═══ Data for this exercise

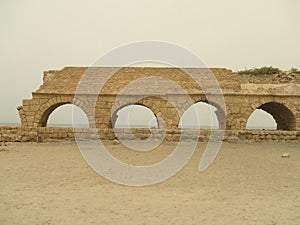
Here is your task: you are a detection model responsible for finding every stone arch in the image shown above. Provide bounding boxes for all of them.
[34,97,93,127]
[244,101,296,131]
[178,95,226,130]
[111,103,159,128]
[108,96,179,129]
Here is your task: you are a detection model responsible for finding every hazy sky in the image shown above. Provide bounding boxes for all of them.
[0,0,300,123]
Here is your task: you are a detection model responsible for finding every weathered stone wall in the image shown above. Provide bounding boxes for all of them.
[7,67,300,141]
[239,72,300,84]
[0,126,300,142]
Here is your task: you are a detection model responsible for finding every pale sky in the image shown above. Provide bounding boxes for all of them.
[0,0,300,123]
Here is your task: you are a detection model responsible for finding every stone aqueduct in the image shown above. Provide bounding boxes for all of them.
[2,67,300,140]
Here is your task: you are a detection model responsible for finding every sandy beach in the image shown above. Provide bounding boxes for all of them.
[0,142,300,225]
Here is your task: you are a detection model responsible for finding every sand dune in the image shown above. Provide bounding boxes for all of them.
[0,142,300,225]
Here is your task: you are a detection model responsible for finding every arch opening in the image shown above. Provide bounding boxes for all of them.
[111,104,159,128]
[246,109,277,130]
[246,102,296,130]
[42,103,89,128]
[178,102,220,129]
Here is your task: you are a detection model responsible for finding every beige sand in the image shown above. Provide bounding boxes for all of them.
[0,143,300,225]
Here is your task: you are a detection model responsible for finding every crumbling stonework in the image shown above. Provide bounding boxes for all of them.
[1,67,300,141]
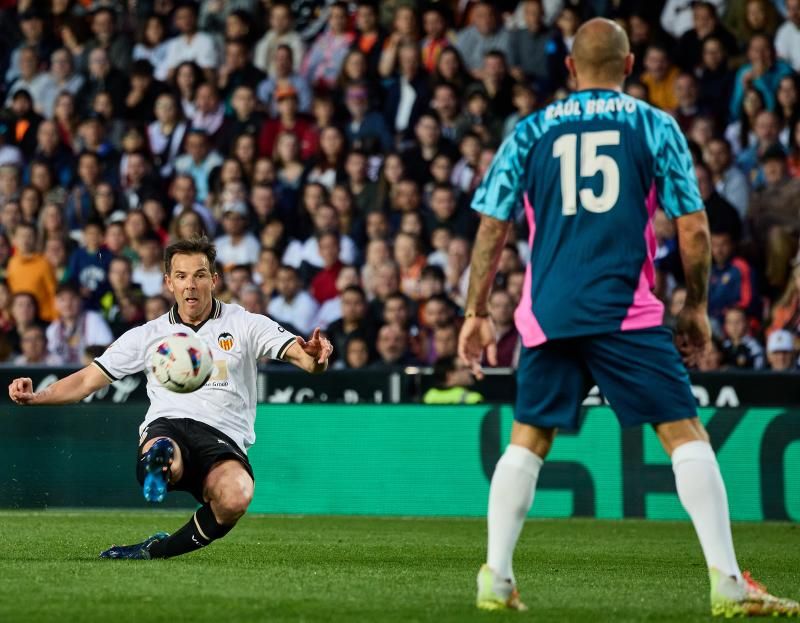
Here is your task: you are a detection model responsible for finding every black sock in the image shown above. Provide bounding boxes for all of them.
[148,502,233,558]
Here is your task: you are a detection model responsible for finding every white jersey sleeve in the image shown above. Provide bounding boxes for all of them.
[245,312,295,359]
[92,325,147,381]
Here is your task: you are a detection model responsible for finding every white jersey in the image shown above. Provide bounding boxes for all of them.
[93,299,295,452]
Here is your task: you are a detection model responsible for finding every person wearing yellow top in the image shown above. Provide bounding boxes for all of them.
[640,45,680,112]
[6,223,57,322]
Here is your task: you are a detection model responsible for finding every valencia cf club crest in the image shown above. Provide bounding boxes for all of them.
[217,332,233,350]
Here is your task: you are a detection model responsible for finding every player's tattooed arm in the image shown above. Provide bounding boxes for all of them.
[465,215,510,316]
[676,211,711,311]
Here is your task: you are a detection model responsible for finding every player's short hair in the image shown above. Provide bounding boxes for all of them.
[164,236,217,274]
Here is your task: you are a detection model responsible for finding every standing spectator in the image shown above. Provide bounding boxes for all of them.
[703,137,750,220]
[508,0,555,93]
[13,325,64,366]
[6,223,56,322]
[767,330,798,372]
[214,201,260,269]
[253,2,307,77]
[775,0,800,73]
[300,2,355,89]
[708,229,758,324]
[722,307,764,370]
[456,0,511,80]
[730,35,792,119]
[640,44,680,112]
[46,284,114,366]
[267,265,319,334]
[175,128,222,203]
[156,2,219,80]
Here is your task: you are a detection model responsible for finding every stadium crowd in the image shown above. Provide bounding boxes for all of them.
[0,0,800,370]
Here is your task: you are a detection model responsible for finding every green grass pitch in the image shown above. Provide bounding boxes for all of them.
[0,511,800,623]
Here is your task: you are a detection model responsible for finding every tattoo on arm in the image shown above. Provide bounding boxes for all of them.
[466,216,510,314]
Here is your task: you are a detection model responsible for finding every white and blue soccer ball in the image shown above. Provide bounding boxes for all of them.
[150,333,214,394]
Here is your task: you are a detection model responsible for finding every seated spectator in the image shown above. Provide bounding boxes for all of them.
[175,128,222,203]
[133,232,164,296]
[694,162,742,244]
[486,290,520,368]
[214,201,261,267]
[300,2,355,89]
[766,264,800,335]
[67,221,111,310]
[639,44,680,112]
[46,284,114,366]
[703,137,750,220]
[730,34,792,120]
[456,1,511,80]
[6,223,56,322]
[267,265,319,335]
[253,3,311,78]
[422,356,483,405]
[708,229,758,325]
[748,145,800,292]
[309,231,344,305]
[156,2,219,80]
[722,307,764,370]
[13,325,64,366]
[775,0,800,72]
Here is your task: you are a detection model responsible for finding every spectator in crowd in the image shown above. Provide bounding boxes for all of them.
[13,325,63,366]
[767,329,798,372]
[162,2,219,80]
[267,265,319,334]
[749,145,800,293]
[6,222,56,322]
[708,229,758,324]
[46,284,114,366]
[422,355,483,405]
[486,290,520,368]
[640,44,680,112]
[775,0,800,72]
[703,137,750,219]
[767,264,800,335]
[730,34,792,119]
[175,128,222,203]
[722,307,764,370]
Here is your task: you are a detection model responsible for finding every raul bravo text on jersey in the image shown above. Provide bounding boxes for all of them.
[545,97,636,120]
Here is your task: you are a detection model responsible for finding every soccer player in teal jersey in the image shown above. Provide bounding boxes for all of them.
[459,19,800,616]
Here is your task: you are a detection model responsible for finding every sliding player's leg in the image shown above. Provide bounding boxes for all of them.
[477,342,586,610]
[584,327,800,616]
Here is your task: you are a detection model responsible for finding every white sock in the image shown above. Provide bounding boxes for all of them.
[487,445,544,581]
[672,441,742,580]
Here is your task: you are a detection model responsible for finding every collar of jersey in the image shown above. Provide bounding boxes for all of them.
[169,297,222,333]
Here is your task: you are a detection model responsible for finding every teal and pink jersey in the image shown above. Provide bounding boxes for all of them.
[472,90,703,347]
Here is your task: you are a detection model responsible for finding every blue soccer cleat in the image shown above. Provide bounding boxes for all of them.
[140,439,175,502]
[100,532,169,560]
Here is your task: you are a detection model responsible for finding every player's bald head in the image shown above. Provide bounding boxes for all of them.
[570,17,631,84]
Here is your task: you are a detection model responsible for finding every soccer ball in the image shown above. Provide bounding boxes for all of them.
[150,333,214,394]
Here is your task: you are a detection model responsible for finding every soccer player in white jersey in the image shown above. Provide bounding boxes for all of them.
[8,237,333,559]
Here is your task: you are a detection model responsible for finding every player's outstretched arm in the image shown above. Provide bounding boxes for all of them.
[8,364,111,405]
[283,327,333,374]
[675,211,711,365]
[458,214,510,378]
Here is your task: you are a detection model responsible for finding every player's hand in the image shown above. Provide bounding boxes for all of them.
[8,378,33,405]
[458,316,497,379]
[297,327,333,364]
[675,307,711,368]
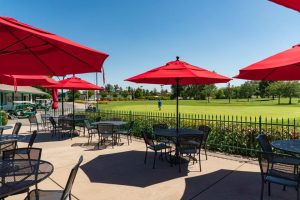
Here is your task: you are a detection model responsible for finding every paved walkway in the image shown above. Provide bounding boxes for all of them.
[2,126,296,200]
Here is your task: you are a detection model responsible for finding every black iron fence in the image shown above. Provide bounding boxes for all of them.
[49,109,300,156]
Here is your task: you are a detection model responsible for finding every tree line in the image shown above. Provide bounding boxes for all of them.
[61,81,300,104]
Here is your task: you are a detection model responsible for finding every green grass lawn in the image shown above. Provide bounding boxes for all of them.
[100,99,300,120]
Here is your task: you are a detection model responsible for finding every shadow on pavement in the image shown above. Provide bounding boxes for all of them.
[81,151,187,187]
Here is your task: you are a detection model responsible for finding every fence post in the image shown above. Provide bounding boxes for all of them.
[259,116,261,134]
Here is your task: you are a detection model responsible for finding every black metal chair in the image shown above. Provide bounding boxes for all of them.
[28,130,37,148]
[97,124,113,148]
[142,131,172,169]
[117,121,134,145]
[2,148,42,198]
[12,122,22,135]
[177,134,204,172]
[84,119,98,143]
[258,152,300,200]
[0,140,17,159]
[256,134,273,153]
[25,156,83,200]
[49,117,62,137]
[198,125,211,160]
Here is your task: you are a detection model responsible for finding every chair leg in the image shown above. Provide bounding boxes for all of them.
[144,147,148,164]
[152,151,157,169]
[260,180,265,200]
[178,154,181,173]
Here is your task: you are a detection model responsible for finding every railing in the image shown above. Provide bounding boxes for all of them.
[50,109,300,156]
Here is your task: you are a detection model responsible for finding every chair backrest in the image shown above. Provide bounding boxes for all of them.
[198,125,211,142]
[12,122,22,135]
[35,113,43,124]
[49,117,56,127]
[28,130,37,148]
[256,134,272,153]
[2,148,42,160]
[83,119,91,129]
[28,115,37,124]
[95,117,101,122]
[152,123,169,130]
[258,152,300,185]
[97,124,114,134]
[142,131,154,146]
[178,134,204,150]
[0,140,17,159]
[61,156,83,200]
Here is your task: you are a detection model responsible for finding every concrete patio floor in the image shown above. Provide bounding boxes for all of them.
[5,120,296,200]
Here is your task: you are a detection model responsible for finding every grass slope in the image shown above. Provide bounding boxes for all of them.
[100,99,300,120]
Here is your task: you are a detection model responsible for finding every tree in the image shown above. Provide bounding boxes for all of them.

══════

## Written problem
Return, word for word, each line from the line that contains "finding every concrete" to the end of the listing above; include both end lines and nothing else.

## Written response
Here is your task: you are a detection model responsible for finding every concrete patio floor in the image shown above. Provide bounding boxes for all of them.
[5,120,296,200]
Here is your task: you are a detection model responsible for finding every grass slope in the image shown above. Provide bounding boxes for all of them.
[100,99,300,120]
Here is your task: you are a detection model responsible for finding every tree in the image shown above. Provide bounding boxes for all of them.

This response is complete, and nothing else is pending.